* [Supplied records]:
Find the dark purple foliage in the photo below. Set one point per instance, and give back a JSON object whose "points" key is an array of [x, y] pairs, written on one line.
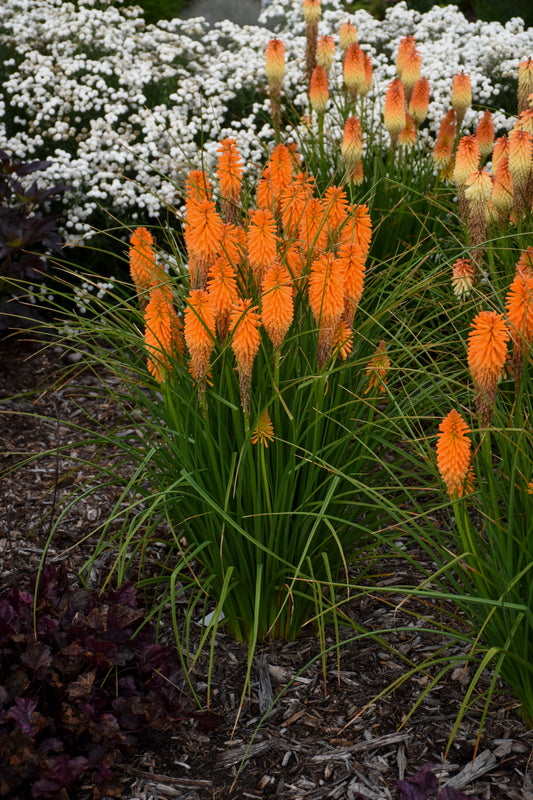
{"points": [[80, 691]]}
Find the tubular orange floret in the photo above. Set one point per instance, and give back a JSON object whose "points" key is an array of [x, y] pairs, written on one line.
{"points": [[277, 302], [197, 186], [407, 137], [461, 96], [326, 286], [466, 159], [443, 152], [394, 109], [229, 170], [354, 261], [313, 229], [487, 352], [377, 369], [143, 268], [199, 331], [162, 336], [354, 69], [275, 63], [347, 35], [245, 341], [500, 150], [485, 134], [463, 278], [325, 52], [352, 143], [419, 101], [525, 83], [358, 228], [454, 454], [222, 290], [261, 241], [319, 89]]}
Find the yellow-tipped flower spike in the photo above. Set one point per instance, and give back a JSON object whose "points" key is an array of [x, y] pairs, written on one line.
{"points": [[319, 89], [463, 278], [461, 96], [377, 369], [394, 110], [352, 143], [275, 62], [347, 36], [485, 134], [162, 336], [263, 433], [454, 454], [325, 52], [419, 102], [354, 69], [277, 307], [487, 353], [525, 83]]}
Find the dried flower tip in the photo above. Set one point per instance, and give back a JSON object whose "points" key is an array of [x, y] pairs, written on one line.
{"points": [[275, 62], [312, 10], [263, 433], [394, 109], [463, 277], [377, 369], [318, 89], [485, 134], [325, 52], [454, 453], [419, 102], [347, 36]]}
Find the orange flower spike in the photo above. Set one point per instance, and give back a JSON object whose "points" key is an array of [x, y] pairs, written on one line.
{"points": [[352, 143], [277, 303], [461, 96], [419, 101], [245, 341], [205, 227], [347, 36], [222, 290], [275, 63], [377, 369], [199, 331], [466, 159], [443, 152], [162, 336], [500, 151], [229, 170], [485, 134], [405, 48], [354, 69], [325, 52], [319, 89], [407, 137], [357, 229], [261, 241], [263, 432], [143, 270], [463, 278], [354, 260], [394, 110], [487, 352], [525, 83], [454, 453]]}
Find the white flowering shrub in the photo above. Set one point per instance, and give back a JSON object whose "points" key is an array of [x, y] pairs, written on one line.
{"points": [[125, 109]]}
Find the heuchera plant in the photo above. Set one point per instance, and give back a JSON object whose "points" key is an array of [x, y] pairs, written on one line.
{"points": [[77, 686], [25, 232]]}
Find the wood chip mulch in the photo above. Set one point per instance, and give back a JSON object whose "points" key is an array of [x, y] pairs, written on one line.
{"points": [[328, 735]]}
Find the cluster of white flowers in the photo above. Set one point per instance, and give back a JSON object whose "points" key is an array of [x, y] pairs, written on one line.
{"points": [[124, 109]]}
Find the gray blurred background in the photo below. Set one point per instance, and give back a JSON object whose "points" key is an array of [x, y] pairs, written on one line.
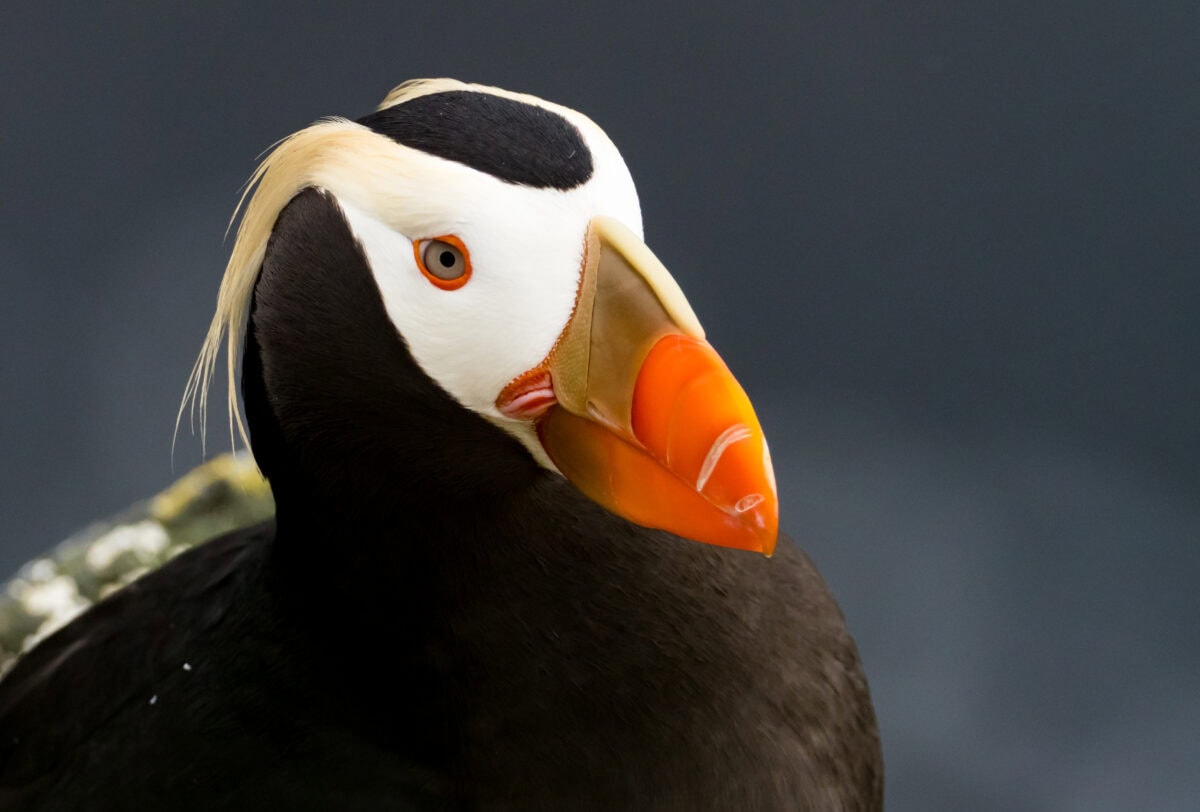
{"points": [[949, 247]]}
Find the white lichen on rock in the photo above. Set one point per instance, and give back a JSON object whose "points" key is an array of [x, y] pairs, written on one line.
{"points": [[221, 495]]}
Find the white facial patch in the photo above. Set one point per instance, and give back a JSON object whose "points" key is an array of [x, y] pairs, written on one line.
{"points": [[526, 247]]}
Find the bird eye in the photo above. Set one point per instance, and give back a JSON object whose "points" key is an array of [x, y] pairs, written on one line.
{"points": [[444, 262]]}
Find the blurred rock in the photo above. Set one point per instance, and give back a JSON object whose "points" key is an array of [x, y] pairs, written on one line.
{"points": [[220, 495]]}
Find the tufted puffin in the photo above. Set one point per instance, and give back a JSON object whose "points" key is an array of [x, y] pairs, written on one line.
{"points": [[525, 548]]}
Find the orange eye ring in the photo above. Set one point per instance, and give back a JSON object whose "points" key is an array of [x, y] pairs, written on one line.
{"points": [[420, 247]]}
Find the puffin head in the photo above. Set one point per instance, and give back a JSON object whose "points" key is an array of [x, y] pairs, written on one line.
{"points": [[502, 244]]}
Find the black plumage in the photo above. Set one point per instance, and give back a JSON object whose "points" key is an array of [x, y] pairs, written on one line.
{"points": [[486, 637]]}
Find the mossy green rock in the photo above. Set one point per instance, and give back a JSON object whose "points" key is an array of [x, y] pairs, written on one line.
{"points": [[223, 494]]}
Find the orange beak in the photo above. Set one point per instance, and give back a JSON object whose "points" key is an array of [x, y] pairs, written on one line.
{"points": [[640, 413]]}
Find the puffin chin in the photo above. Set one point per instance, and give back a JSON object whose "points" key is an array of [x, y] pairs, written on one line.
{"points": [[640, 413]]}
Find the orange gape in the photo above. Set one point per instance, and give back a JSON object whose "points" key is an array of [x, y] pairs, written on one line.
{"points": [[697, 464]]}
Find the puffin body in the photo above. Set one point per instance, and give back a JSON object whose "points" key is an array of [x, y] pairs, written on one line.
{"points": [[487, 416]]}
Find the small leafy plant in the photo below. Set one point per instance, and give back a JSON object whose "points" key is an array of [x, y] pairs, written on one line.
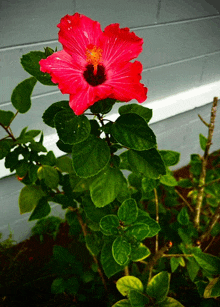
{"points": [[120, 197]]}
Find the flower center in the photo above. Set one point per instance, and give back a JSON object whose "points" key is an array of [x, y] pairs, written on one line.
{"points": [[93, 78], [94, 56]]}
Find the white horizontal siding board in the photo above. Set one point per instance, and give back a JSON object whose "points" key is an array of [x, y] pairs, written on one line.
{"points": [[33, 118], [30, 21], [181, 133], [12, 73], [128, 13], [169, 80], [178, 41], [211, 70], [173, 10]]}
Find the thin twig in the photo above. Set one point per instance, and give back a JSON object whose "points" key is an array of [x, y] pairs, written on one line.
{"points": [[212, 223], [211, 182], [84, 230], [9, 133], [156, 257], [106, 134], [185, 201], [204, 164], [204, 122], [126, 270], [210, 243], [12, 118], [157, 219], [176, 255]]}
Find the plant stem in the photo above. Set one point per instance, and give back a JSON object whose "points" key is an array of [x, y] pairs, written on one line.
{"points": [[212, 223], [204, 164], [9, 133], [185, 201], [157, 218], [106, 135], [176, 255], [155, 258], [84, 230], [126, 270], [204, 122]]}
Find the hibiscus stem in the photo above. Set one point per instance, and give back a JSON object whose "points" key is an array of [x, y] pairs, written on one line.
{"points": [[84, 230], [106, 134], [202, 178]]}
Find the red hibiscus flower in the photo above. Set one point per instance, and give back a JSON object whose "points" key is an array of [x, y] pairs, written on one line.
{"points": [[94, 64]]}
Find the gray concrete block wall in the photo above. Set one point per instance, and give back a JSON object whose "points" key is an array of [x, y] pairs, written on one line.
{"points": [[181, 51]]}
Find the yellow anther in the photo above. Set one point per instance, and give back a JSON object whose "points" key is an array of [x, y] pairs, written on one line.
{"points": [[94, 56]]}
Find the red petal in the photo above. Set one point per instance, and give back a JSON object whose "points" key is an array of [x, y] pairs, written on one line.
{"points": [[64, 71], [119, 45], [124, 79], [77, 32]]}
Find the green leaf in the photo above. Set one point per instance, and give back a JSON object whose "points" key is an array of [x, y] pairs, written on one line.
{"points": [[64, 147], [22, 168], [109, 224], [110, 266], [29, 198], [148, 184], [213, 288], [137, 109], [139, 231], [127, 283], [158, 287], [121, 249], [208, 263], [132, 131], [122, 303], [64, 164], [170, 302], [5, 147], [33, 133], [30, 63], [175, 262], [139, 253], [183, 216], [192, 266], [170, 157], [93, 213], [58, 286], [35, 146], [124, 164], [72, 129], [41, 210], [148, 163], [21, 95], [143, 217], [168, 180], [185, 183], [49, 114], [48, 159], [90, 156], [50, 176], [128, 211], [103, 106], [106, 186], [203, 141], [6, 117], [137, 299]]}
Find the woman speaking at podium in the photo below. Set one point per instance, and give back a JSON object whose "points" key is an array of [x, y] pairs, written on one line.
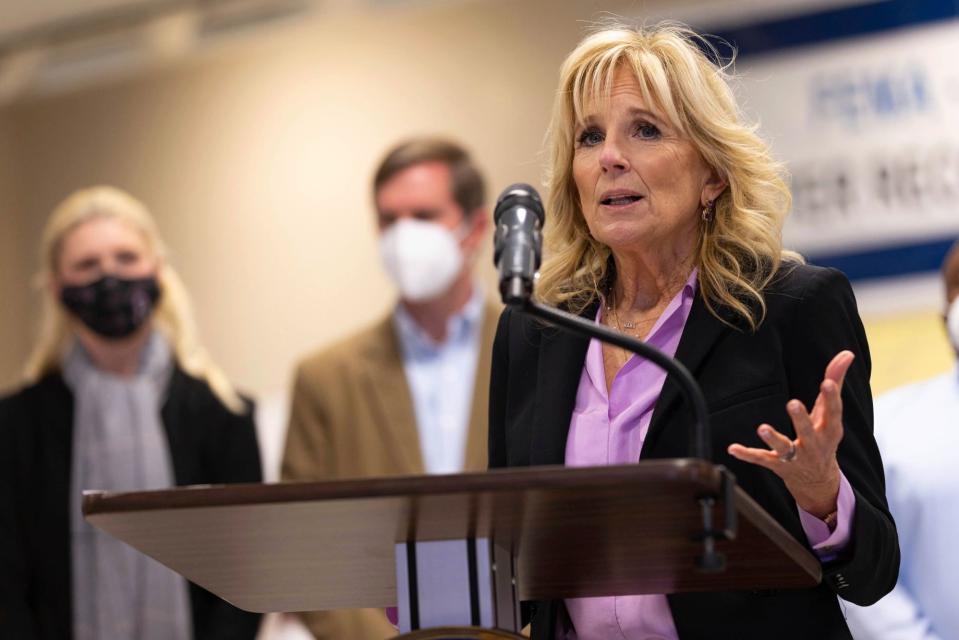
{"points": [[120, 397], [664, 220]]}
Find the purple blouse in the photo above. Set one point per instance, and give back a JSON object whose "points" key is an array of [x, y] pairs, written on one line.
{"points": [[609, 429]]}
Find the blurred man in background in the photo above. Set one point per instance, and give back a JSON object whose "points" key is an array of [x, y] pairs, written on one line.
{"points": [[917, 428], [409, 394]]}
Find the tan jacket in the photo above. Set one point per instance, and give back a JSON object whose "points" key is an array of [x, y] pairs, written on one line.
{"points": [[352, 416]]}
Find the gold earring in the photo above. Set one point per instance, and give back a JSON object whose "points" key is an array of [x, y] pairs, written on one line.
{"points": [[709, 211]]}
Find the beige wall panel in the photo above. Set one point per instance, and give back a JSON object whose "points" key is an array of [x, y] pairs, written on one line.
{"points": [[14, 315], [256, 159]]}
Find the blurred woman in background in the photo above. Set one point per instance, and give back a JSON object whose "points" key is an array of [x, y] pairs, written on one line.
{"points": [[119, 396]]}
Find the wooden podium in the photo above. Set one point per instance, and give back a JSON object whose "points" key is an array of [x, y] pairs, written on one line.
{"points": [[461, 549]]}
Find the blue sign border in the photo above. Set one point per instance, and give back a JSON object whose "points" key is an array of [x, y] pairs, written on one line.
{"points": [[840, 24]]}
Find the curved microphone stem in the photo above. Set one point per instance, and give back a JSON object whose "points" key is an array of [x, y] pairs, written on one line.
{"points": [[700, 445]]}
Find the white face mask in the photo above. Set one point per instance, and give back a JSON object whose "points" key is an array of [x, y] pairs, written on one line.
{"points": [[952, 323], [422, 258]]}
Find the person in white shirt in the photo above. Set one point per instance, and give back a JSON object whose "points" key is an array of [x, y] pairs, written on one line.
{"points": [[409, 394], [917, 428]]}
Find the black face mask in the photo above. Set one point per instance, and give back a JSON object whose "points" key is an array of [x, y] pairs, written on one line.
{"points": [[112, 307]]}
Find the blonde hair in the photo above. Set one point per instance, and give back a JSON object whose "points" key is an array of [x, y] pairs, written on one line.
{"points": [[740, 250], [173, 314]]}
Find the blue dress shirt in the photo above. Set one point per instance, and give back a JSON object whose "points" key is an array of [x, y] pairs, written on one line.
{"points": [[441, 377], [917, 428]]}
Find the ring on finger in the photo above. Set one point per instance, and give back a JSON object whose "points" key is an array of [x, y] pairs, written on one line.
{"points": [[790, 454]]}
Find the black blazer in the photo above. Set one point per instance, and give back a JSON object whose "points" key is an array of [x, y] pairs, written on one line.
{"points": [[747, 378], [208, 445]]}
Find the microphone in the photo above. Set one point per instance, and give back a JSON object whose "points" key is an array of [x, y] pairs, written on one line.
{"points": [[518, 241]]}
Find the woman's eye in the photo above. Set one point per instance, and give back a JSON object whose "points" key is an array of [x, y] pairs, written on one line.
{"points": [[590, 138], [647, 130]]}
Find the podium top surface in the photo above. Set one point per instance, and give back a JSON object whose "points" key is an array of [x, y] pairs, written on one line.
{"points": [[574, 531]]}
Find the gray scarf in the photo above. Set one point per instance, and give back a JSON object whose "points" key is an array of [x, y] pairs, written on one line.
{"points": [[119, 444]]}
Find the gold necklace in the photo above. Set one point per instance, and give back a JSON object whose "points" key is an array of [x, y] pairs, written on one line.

* [Exercise description]: Starting from the line containing "Find the blonde" and ending with the final line of the data, reproduce each line exactly as it appears, including no other lines.

* [Exercise output]:
Find the blonde hair in the photo above. Set one point per instance, and give back a JSON object whose "points" key is an array of [x, y] pairs, written on one line.
{"points": [[740, 250], [173, 314]]}
Find the blue dress shirt in the photo above. Set one point per instance, and give back a JSON object whose "points" key is an array of [x, y] pairs, written on one line.
{"points": [[441, 377], [917, 428]]}
Find the ring on finger in the photo above. Set one point per instance, and give back a JSON object whose "points" key is an array of [x, y] pairs, written on one line.
{"points": [[790, 454]]}
Find the black blazer in the photo above. Set one point per instance, and give back a JSON object whose "points" key is an array of [x, y] pairs, written on one line.
{"points": [[747, 378], [208, 445]]}
Find the microphone in the photo above. Set one point per instance, and give back a JSON object whose "points" key is an array of [x, y] pairs, written on one line.
{"points": [[518, 241]]}
Find the woman's eye in the photo above. Set one point per instance, and give back a JSON object whose "points" key is an array of [x, y] pairs, written on one line.
{"points": [[590, 138], [647, 130]]}
Find the podium top surface in the photo above. Set one point per instance, and give back a JSON object whose "points" key is an array of [x, y] pairs, written on one line.
{"points": [[574, 531]]}
Find the gray scarf in the photo above. Set one point per instance, and give back a JSON object whose "points" key is an array of [x, y] pairs, written on one line.
{"points": [[119, 444]]}
Find the gold necklace in the photo above. Set one point per instance, and give back a JSON object whose "points" key is an array of [x, y] pairs, written on one line.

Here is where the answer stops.